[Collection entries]
______________________________
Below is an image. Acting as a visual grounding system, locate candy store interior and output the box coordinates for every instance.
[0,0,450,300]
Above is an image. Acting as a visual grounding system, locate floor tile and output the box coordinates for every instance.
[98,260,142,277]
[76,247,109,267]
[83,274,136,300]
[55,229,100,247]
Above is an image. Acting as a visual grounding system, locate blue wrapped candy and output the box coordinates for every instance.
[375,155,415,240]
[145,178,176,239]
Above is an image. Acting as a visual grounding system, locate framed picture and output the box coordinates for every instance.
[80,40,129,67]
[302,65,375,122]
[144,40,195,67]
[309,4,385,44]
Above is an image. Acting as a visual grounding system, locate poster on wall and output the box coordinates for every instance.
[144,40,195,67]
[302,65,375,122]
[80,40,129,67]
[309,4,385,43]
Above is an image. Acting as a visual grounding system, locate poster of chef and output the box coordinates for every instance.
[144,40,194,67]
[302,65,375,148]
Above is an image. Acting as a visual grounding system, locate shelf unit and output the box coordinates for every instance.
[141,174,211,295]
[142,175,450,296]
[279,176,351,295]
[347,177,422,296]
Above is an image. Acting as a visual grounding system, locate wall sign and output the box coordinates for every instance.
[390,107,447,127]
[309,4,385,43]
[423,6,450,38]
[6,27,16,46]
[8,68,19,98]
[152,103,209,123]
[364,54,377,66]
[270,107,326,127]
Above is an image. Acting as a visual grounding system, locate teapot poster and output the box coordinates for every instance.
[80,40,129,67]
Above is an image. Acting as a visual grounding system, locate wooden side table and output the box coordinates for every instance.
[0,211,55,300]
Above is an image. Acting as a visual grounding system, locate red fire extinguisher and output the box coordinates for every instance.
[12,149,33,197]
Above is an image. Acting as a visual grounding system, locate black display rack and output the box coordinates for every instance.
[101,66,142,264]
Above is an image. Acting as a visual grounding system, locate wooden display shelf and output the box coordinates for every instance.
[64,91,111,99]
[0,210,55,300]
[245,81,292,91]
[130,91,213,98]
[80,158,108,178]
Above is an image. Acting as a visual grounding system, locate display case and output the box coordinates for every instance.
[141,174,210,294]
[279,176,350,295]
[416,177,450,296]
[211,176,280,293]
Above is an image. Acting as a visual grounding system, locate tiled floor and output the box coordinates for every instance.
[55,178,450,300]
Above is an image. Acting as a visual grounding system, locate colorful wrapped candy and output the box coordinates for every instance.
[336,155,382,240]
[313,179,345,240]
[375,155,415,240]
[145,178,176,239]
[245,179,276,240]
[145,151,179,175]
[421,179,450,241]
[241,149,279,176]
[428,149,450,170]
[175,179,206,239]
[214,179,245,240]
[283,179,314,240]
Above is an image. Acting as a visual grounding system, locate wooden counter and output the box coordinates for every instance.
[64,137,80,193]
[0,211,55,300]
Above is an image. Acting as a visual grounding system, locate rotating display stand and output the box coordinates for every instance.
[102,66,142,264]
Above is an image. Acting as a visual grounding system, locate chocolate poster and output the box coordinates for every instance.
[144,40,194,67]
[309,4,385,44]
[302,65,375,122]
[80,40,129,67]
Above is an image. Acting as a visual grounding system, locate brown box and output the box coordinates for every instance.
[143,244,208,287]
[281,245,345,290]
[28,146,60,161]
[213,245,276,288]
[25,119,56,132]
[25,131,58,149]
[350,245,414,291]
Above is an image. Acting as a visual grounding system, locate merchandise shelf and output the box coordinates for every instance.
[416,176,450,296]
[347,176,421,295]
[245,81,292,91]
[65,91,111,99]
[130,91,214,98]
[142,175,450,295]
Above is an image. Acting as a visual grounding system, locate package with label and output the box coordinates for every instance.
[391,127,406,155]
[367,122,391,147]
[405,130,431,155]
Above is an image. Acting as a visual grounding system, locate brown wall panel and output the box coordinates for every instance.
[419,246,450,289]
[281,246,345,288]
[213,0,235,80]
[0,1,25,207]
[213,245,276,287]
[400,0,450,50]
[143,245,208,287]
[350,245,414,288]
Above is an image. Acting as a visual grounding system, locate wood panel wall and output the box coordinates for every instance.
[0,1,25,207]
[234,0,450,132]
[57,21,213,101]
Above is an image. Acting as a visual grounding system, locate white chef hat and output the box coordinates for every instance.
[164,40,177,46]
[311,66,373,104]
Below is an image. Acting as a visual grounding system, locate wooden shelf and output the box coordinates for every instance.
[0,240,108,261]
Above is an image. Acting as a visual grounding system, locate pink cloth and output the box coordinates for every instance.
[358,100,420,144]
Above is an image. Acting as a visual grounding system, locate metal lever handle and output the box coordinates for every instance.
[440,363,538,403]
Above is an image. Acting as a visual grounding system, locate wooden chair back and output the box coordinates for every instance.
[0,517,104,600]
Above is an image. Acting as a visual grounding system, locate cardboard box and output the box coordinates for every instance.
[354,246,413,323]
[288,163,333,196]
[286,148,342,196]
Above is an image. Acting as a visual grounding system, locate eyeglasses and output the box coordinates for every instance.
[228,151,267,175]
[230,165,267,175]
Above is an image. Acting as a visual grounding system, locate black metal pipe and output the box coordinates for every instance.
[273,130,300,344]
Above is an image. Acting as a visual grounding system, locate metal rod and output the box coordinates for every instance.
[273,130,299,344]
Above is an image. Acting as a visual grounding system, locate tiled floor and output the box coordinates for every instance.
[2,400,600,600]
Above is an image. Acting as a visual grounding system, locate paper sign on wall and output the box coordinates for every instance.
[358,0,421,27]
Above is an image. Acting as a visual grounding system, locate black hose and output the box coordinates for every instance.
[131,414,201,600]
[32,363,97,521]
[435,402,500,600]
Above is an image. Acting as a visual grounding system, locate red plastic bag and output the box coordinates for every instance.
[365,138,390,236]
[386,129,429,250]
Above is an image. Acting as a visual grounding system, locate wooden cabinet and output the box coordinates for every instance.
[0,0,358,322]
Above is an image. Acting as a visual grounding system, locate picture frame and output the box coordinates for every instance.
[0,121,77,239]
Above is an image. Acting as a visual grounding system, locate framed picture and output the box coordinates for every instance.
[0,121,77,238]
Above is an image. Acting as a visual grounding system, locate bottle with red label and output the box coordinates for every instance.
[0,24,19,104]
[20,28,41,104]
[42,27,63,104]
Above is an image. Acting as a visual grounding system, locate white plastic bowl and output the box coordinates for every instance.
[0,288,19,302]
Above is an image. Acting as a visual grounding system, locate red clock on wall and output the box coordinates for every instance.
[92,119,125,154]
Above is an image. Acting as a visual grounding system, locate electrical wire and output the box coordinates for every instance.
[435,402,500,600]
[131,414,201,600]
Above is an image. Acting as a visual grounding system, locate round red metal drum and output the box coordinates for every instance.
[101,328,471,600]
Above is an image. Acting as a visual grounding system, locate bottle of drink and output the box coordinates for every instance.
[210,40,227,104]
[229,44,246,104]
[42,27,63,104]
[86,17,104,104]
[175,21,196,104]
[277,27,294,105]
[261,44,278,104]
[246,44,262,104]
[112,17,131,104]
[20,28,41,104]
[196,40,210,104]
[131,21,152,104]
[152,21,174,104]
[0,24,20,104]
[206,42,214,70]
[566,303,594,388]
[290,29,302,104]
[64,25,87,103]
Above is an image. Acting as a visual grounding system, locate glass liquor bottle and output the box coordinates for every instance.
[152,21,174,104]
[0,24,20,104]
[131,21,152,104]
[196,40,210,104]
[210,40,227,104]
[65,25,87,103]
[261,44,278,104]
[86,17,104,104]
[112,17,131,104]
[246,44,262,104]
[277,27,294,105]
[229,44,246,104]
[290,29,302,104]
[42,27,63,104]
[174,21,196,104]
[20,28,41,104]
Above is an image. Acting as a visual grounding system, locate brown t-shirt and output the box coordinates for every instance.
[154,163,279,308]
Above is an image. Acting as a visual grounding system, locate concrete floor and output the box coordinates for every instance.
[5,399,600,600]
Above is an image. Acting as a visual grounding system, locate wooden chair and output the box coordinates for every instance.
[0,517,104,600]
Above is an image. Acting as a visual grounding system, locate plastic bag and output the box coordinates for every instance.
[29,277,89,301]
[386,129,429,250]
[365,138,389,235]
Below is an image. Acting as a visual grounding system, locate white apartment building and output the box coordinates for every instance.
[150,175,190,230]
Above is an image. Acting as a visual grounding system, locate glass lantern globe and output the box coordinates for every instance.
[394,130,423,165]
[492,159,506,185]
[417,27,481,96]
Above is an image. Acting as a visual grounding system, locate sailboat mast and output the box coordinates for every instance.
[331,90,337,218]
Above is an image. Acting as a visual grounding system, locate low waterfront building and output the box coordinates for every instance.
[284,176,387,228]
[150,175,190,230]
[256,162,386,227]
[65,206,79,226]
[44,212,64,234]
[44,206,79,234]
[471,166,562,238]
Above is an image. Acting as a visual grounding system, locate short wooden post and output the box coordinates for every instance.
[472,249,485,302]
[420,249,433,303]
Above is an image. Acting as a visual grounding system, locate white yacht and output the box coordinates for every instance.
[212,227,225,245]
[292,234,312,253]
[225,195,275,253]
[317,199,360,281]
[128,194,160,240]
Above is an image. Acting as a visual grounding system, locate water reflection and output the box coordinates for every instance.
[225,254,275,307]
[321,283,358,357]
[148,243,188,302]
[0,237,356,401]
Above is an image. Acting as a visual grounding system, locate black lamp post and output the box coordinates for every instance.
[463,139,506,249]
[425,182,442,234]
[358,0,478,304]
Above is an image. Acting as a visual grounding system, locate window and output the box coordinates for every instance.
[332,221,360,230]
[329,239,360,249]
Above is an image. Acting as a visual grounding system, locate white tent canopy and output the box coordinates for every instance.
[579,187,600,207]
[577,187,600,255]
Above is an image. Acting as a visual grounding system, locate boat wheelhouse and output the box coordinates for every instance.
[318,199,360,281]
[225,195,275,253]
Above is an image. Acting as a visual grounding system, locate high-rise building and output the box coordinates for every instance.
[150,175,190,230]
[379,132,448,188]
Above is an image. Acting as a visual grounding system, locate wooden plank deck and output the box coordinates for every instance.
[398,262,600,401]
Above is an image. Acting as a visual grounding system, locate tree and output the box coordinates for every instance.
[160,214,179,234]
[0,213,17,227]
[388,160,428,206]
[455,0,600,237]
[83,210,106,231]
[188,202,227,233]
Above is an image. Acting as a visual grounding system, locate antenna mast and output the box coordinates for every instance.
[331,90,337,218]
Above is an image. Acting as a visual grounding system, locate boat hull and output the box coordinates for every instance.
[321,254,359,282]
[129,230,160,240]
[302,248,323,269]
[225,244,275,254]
______________________________
**Requirements:** Copy out the lines exactly as they appear, beginning with the line that contains "locate glass liquor" and continuing through the line that contains "[154,163,279,308]".

**Complete answer:**
Above is an image. Acting as a visual grounding system, locate glass liquor bottle and output the box coordinates for every instance.
[152,21,174,104]
[0,24,20,104]
[131,21,152,104]
[196,40,210,104]
[210,40,227,104]
[65,25,87,103]
[261,44,278,104]
[86,17,104,104]
[112,17,131,104]
[246,44,262,104]
[277,27,294,105]
[229,44,246,104]
[290,29,302,104]
[42,27,63,104]
[174,21,196,104]
[20,28,41,104]
Above is an image. Acting as a visual grounding system, locate brown t-shirt and output the box coordinates for every instance.
[154,163,279,308]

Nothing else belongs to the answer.